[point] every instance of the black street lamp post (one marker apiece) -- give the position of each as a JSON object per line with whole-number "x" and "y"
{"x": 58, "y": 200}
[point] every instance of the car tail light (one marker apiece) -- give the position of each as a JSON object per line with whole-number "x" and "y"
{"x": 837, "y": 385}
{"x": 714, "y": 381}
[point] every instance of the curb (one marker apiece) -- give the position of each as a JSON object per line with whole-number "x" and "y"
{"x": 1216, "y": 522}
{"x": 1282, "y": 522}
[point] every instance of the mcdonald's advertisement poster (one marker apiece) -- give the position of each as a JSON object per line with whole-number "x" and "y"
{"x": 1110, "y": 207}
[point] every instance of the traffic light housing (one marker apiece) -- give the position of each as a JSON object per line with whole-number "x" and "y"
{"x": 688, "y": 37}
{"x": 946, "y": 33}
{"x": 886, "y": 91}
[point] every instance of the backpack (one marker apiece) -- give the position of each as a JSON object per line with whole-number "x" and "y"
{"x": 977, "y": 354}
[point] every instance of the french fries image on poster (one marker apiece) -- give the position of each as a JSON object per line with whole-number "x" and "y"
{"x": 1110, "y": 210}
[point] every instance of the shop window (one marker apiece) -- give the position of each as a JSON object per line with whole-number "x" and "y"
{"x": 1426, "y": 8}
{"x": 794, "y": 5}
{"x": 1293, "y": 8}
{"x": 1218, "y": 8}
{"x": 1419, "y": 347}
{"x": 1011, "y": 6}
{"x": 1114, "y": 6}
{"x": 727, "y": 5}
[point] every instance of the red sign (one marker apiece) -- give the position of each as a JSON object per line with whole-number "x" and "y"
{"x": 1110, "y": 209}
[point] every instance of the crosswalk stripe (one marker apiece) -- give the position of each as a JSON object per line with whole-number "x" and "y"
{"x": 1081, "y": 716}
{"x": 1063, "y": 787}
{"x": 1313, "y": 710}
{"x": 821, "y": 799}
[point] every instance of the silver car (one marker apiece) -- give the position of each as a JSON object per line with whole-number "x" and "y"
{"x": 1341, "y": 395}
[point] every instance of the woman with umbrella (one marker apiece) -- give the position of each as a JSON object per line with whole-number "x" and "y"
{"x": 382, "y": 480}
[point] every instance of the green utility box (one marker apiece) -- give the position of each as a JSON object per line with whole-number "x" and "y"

◆ WORK INSTRUCTION
The line that contains "[point] every instance of the silver", the final line of the listing, and every line between them are to be retyped exactly; nothing else.

◆ WRITTEN RESPONSE
[point] every instance of the silver car (one marker apiece) -- give the position of each as a JSON object per line with whole-number "x" and "y"
{"x": 1341, "y": 395}
[point] every instance of the woman with umbrella (one marker apiece) -- give the position of each as a JSON object per line with whole-number "x" and "y"
{"x": 382, "y": 480}
[point] every instance of the green utility box (one marker apiece) -- give the position of each as a JSON object per line with whole-number "x" and "y"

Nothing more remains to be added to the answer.